**TEXT:**
## Begin
5th National Council of the Bangladesh Nationalist Party
- Logo
- Date: 8 December 2009 (16 years ago)
- Location: Bangladesh China Friendship Conference Center, Sher-e-Bangla Nagar, Dhaka, Bangladesh;
- Participants: 12,000 representatives (40 from each of 300 constituencies; including 2,512 councillors elected from lower level party units)
- Outcome: Election of the National Standing Committee of the Bangladesh Nationalist Party
- Website: bnpcouncil2009.com

= 5th National Council of the Bangladesh Nationalist Party =

2009 Bangladesh Nationalist Party conference

The 5th National Council of the Bangladesh Nationalist Party (বাংলাদেশ জাতীয়তাবাদী দলের ৫ম জাতীয় কাউন্সিল) was a central party conference that elected the topmost panel of the policy-making bodies of Bangladesh Nationalist Party (BNP), held on 8 December 2009 at Bangladesh China Friendship Conference Center in Sher-e-Bangla Nagar, Dhaka. According to the party constitution, which was amended lastly on 16 August 2009, the panel of policy-making bodies and other administrative bodies would be active until a next council takes place and elects a new set of leaders to replace the existing one.

== Events ==

The National Executive Committee of the party includes 251 members holding 45 different positions including the chairperson and vice-presidents of the party. The council attempted to elect at least one-third of the required members to form the executive policy-making body.

A delegation of 40 members, comprising mostly the senior regional leaders, leaders of the branch organizations and dignified activists from each of 300 constituencies was invited to be part of the council.

Out of the total of 12,000, a set of 2,512 leaders were set to chair as the councillors. The election process was driven by the evaluations and polls from these councillors.

Invitees included people from a minimum of 60 other countries, including observers and analysts, local and foreign journalists, and representatives from multiple political and other organizations.

Approximately 33% of the executive body were women.

=== Tarique Rahman ===

The Senior Joint Secretary General of the organization Tarique Rahman who has been recently elected a Senior Vice Chairman, addressed to the audience as the video recorded from his Edmonton, London residence was played in the event. Many among the audience were reportedly found failing to hold tears while Tareq was describing his days of being persecuted, imprisoned and tortured. Tarique Rahman notified about his physical condition and confirmed the protraction of his pause from political activities.

=== George Galloway ===

British politician George Galloway addressed to the audience clarifying that Bangladesh requires a friendly relationship with India for its own interest, but no room should be offered to a compromise in the Tipaimukh dam issue. He stated that the Tipaimukh Dam issue should be made a discussion of the United Nations Climate Change Conference 2009 at Copenhagen. Galloway also announced that Britain will break its silence if any injustice is imposed on Bangladesh on the Tipaimukh dam flap.

=== Delegation from Bangladesh Awami League ===

Awami League that occupies a position of the largest opponent of BNP, sent a delegation of four to the council led by Ashim Kumar Ukil MP, organization's Secretary of Media Affairs. Ashim Kumal Ukil MP greeted Begum Khaleda Zia on behalf of the Prime Minister and Awami League President Sheikh Hasina. In his address, he claimed that as a major party, BNP needs to strengthen beyond limit, to enhance the democracy of Bangladesh and Bangladesh Awami League, while also adding that the government completely supports its council to be a success.
## End
**SET TASKS:**
A) Decide whether each statement agrees with the article on the BNP's 5th National Council. Answer yes or no for each and quote the deciding words from the article: (i) The council was held on 8 December 2009 in Dhaka. (ii) Each of the 300 constituencies sent a delegation of 60 members. (iii) The Awami League delegation was led by Ashim Kumar Ukil MP.
B) Extend the article on the BNP's 5th National Council with a new passage that picks up after its final sentence.
The rows come from a source unrelated to the article on the BNP's 5th National Council.

**EXTRACTED DATA:**
## Begin
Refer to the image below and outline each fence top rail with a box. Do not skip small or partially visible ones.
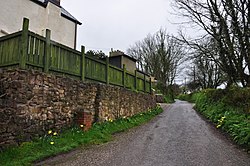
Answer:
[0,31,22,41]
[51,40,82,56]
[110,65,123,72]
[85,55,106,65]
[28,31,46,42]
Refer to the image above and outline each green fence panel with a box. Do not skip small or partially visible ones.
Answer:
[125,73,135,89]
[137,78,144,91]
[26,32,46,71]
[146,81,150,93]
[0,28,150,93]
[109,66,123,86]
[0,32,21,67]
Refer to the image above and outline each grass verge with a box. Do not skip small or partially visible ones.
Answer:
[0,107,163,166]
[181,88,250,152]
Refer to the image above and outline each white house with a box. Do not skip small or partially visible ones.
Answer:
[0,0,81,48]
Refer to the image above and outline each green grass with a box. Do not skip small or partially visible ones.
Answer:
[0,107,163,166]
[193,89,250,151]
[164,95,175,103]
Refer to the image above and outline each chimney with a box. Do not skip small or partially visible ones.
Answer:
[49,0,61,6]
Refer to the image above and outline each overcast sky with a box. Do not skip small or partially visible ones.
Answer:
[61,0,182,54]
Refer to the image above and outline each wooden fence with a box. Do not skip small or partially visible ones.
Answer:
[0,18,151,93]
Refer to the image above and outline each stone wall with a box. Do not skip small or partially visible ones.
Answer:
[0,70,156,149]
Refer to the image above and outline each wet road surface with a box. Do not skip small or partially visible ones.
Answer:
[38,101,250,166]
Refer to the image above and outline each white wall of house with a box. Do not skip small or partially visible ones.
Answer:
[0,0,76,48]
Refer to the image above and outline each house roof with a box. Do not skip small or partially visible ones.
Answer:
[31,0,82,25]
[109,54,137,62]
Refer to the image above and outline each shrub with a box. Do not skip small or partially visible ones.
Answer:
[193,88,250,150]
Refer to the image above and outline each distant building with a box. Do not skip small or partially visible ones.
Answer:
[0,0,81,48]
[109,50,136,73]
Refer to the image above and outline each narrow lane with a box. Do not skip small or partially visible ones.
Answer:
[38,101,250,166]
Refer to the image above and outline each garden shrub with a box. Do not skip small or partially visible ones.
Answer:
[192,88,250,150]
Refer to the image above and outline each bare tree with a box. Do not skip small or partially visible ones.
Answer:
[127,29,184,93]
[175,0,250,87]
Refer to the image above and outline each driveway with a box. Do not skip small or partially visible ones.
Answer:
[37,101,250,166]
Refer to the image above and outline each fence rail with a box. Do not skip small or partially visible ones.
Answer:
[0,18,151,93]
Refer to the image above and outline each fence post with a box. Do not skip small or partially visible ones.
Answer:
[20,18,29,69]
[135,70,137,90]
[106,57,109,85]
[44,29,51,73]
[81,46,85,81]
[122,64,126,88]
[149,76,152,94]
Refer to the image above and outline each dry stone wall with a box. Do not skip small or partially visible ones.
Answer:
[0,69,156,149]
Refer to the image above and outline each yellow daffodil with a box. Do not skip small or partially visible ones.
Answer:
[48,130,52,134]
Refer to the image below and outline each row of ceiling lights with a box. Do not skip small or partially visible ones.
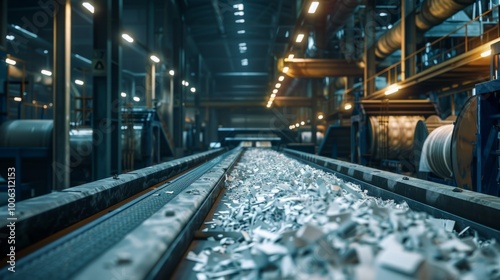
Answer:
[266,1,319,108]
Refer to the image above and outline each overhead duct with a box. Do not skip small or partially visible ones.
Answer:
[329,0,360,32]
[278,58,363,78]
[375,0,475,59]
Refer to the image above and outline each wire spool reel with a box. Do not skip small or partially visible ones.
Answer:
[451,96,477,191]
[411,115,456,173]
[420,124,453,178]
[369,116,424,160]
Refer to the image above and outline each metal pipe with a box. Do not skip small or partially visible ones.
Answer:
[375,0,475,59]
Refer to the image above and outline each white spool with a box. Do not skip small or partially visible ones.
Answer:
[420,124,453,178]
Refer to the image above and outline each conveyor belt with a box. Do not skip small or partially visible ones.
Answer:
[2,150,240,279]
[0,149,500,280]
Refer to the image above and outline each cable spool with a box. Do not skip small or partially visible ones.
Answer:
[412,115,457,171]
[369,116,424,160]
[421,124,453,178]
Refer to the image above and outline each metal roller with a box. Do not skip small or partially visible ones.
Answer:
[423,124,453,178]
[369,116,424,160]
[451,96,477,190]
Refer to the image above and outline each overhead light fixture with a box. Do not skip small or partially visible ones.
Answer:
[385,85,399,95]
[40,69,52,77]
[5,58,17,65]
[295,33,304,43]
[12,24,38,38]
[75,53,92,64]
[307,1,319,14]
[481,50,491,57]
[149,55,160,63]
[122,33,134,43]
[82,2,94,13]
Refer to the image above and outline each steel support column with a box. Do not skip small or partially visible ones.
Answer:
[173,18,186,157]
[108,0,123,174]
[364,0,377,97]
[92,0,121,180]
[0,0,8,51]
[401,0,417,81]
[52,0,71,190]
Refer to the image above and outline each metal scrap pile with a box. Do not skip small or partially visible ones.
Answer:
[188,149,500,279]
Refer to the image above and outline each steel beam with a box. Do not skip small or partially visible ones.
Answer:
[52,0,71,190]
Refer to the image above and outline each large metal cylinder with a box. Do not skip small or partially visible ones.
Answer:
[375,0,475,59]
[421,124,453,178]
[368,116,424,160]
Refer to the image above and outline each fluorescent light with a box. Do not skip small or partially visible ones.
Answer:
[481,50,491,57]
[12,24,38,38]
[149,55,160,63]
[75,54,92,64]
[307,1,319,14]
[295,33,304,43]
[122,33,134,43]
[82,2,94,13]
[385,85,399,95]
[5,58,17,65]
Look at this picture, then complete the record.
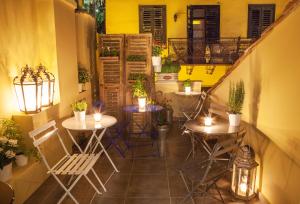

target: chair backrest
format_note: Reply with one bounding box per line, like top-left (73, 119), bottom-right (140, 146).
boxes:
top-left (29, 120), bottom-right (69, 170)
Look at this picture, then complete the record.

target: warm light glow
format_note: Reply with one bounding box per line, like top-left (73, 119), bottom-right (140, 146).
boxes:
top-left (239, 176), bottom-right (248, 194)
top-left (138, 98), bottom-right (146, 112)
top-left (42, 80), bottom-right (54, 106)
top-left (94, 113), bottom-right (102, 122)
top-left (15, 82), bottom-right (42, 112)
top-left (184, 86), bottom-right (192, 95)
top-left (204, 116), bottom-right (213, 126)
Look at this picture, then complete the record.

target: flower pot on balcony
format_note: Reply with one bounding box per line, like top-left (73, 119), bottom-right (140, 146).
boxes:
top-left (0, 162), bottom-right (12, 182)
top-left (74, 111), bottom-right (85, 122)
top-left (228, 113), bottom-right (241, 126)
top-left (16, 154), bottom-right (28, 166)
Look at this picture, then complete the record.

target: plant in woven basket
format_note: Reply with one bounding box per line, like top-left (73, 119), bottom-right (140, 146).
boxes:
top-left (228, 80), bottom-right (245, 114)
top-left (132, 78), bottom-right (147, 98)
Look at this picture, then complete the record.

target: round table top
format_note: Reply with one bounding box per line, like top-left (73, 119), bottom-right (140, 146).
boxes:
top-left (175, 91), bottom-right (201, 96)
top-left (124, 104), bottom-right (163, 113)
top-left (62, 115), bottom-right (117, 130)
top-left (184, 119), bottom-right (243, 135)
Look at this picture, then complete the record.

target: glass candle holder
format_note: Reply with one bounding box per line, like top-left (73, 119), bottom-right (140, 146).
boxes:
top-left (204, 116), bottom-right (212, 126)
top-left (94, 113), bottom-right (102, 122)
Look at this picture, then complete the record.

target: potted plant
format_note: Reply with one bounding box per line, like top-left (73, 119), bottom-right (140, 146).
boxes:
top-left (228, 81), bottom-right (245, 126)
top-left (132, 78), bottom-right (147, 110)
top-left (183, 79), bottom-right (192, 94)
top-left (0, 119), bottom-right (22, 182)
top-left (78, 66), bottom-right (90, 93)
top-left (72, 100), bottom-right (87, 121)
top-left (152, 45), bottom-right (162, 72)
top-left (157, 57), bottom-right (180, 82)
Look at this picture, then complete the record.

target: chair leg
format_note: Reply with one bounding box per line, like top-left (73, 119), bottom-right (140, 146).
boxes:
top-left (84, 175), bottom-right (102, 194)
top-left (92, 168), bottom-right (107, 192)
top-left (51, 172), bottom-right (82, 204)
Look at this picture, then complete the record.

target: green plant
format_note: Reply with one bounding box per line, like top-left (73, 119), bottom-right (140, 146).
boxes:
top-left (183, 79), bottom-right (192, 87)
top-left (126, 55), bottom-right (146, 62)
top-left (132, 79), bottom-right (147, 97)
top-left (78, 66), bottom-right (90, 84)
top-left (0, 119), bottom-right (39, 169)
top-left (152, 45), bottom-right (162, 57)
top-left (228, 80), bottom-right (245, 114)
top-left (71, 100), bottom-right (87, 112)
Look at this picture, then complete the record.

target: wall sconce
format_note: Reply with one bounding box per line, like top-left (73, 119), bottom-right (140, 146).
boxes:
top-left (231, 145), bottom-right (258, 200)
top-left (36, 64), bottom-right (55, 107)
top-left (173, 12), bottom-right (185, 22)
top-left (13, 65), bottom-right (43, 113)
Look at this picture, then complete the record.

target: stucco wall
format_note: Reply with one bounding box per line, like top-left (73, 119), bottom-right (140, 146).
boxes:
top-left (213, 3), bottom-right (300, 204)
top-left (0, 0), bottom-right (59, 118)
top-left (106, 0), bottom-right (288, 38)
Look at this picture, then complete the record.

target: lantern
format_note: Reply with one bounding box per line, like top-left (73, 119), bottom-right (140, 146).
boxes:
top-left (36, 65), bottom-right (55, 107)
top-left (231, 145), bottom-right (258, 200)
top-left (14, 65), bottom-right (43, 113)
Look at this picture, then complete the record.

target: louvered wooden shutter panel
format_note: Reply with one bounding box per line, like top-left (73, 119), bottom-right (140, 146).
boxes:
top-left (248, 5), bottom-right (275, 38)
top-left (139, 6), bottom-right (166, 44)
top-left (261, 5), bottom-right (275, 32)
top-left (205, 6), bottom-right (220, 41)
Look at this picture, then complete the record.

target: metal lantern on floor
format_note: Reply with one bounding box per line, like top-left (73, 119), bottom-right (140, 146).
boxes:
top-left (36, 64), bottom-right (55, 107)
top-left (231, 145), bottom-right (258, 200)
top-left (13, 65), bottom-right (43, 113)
## End
**ANSWERS PROVIDED:**
A)
(i) Yes: "held on 8 December 2009 at Bangladesh China Friendship Conference Center in Sher-e-Bangla Nagar, Dhaka"
(ii) No: "A delegation of 40 members, comprising mostly the senior regional leaders, leaders of the branch organizations and dignified activists from each of 300 constituencies"
(iii) Yes: "sent a delegation of four to the council led by Ashim Kumar Ukil MP"

B)
=== Election Commission ===

The Election Commission Secretariat expressed praise to the successful National Council of BNP. In fact, it was the Election Commission itself that amended certain rules, encouraging registered political parties to conduct successful councils and to continue their operation under the officials' approval.

== Reactions ==

The emergence of a National Council of the party after 16 years was a matter of widespread anticipations, provoking various reactions.

Many considered the initiative being largely successful. Observers, including representatives of the rival Awami League, praised the organized way of managing the event. However, some reviews suggest that the council's magnitude and the participation of its instruments, international observers, political representatives and the media, were unable to reflect the distress the party has been under for last three years, both in terms of organization and unity of the leaders.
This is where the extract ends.